#### [Task instructions]
Rewrite the data below, substituting "foreground clicks" for every occurrence of "positive clicks" and leaving everything else as it is.

(Stored items)
========================================================================

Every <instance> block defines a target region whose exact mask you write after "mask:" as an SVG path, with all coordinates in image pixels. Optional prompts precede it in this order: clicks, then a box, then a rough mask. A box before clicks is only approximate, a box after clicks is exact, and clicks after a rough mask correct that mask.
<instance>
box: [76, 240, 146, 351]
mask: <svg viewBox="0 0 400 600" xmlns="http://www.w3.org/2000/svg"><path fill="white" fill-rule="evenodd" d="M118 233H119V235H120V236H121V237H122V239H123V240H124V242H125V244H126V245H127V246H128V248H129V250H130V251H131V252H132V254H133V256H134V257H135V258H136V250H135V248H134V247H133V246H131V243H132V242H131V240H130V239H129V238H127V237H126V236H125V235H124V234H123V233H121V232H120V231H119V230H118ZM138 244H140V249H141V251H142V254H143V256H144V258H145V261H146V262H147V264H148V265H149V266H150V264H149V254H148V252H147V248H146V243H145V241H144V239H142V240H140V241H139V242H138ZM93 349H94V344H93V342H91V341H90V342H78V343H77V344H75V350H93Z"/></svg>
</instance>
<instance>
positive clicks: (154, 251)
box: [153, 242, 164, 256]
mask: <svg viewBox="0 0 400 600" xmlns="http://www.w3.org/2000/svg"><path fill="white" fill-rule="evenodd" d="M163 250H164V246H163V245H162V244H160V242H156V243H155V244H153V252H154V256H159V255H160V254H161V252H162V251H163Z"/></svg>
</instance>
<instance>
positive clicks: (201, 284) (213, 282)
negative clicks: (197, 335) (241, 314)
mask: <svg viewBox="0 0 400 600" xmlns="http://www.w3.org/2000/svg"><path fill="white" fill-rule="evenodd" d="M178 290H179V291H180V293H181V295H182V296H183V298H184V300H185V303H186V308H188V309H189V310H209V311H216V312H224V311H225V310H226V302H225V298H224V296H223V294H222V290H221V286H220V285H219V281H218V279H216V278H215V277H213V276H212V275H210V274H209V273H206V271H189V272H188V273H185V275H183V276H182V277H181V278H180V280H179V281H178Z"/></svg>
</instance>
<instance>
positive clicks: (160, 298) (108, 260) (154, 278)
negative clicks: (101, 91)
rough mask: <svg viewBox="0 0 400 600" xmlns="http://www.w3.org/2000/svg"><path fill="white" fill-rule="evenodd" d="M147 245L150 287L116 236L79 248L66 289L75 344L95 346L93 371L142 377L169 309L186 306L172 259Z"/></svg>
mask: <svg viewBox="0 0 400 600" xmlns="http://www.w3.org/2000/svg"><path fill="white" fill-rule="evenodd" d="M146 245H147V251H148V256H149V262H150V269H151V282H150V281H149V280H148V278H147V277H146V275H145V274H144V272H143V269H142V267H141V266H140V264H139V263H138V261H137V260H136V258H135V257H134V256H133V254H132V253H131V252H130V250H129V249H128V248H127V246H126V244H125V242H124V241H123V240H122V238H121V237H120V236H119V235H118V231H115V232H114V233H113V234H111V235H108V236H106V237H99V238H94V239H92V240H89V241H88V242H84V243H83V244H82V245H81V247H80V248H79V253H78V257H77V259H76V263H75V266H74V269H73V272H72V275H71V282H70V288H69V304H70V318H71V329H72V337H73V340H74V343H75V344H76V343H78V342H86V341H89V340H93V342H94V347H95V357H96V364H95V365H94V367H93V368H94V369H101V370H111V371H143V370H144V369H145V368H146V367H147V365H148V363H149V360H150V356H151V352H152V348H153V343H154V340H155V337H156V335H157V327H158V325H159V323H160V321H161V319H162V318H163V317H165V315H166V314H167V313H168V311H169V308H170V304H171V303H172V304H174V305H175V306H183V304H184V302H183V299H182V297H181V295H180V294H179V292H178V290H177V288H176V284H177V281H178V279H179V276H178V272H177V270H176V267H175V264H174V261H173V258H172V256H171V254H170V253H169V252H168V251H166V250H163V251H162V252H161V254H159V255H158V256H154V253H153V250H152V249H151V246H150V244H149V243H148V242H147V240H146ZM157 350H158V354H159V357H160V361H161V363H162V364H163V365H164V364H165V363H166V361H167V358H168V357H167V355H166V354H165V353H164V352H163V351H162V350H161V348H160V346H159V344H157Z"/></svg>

========================================================================

#### [Worked solution]
Every <instance> block defines a target region whose exact mask you write after "mask:" as an SVG path, with all coordinates in image pixels. Optional prompts precede it in this order: clicks, then a box, then a rough mask. A box before clicks is only approximate, a box after clicks is exact, and clicks after a rough mask correct that mask.
<instance>
box: [76, 240, 146, 351]
mask: <svg viewBox="0 0 400 600" xmlns="http://www.w3.org/2000/svg"><path fill="white" fill-rule="evenodd" d="M118 233H119V235H120V236H121V237H122V239H123V240H124V242H125V244H126V245H127V246H128V248H129V250H130V251H131V252H132V254H133V256H134V257H135V258H136V250H135V248H134V247H133V246H131V243H132V242H131V240H130V239H129V238H127V237H126V236H125V235H124V234H123V233H121V232H120V231H119V230H118ZM138 244H140V249H141V251H142V254H143V256H144V258H145V261H146V262H147V264H148V265H149V266H150V264H149V254H148V252H147V248H146V243H145V241H144V239H142V240H140V241H139V242H138ZM93 349H94V344H93V342H91V341H90V342H78V343H77V344H75V350H93Z"/></svg>
</instance>
<instance>
foreground clicks: (154, 251)
box: [153, 242, 164, 256]
mask: <svg viewBox="0 0 400 600" xmlns="http://www.w3.org/2000/svg"><path fill="white" fill-rule="evenodd" d="M163 250H164V246H163V245H162V244H160V242H156V243H155V244H153V252H154V256H159V255H160V254H161V252H162V251H163Z"/></svg>
</instance>
<instance>
foreground clicks: (201, 284) (213, 282)
negative clicks: (197, 335) (241, 314)
mask: <svg viewBox="0 0 400 600" xmlns="http://www.w3.org/2000/svg"><path fill="white" fill-rule="evenodd" d="M178 290H179V291H180V293H181V295H182V296H183V298H184V300H185V303H186V308H188V309H189V310H209V311H216V312H224V311H225V310H226V302H225V298H224V296H223V294H222V290H221V286H220V285H219V281H218V279H216V278H215V277H213V276H212V275H210V274H209V273H206V271H189V272H188V273H185V275H183V276H182V277H181V278H180V280H179V281H178Z"/></svg>
</instance>
<instance>
foreground clicks: (160, 298) (108, 260) (154, 278)
negative clicks: (101, 91)
rough mask: <svg viewBox="0 0 400 600" xmlns="http://www.w3.org/2000/svg"><path fill="white" fill-rule="evenodd" d="M147 245L150 287L116 236L79 248L66 289L75 344L95 346L93 371L142 377L169 309L186 306L172 259Z"/></svg>
mask: <svg viewBox="0 0 400 600" xmlns="http://www.w3.org/2000/svg"><path fill="white" fill-rule="evenodd" d="M146 245H147V251H148V256H149V262H150V269H151V282H150V281H149V280H148V278H147V277H146V275H145V274H144V272H143V269H142V267H141V266H140V264H139V263H138V261H137V260H136V258H135V257H134V256H133V254H132V253H131V252H130V250H129V249H128V248H127V246H126V244H125V242H124V241H123V240H122V238H121V237H120V236H119V235H118V231H115V232H114V233H113V234H111V235H108V236H106V237H99V238H94V239H92V240H89V241H88V242H84V243H83V244H82V245H81V247H80V248H79V253H78V257H77V259H76V263H75V266H74V269H73V272H72V275H71V282H70V288H69V304H70V318H71V329H72V337H73V340H74V343H75V344H76V343H78V342H86V341H89V340H93V342H94V347H95V357H96V364H95V365H94V367H93V368H94V369H101V370H111V371H143V370H144V369H145V368H146V367H147V365H148V363H149V360H150V356H151V352H152V348H153V343H154V340H155V337H156V335H157V327H158V325H159V323H160V321H161V319H162V318H163V317H165V315H166V314H167V313H168V311H169V308H170V304H171V303H172V304H174V305H175V306H183V304H184V302H183V299H182V297H181V295H180V294H179V292H178V290H177V288H176V284H177V281H178V279H179V276H178V272H177V270H176V267H175V264H174V261H173V258H172V256H171V254H170V253H169V252H168V251H166V250H163V251H162V252H161V254H159V255H158V256H154V253H153V250H152V249H151V246H150V244H149V243H148V242H147V240H146ZM157 350H158V354H159V357H160V361H161V363H162V364H163V365H164V364H165V363H166V361H167V358H168V357H167V355H166V354H165V353H164V352H163V351H162V350H161V348H160V346H159V344H157Z"/></svg>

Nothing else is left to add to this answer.